◆ **TASK TO CARRY OUT**: How would the workshop page on vLLM and quantization continue from its last sentence? Write the next part.

◆ **SUPPLIED PASSAGE**:
Taylor Smith
Taylor Smith, Senior Developer Advocate at Red Hat, is an advocate of open source AI innovation and democratization. She has a background in software development and working with open source technologies like Kubernetes and linux. Taylor loves music, animals, and helping to solve real-world problems with technology. Based out of North Carolina.
Senior Developer Advocate
Company or affiliation –Red Hat
Session
Large language models are powerful—but they’re also resource-intensive. Running them in production can be scary expensive without the right tooling and optimizations. That’s where vLLM and quantization come in: together, they offer a practical path to serving models at high speed and low cost, even on modest hardware.
In this workshop, you’ll learn how to combine vLLM’s high-performance serving engine with quantized models. Whether you're deploying to GPU servers in the cloud or smaller-scale on-prem environments, you’ll leave with the skills to drastically reduce inference latency and memory usage—without compromising output accuracy.

◆ **RECORD SET**:
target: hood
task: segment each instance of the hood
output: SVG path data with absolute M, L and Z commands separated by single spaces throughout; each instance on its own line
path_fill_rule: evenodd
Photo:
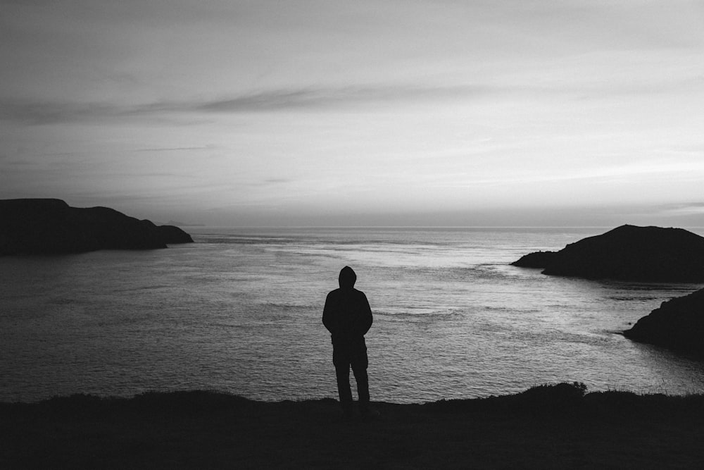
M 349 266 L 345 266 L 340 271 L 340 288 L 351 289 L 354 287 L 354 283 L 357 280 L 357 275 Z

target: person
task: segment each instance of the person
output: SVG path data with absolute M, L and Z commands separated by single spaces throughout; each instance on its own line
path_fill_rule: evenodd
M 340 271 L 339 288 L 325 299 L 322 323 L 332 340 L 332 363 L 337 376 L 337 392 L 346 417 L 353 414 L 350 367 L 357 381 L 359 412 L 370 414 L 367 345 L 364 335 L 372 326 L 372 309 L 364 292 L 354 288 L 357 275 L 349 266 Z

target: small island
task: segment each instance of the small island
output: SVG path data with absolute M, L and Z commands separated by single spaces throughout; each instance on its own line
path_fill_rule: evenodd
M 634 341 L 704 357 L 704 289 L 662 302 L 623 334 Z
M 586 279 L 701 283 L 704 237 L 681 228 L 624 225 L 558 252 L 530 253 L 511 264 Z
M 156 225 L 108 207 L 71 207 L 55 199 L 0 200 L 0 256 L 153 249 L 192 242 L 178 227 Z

◆ **ANSWER FOR THIS EXERCISE**:
You’ll learn how to:
- Deploy quantized LLMs using vLLM’s OpenAI-compatible API
- Choose the right quantization formats for your hardware and use case
- Use tools like llm-compressor to generate optimized models
- Benchmark and compare performance across different quantization settings
- Tune vLLM configurations for throughput, latency, and memory efficiency
By the end of the session, you will know how to deploy your own quantized model on vLLM and apply these optimizations to your own production Gen AI stack.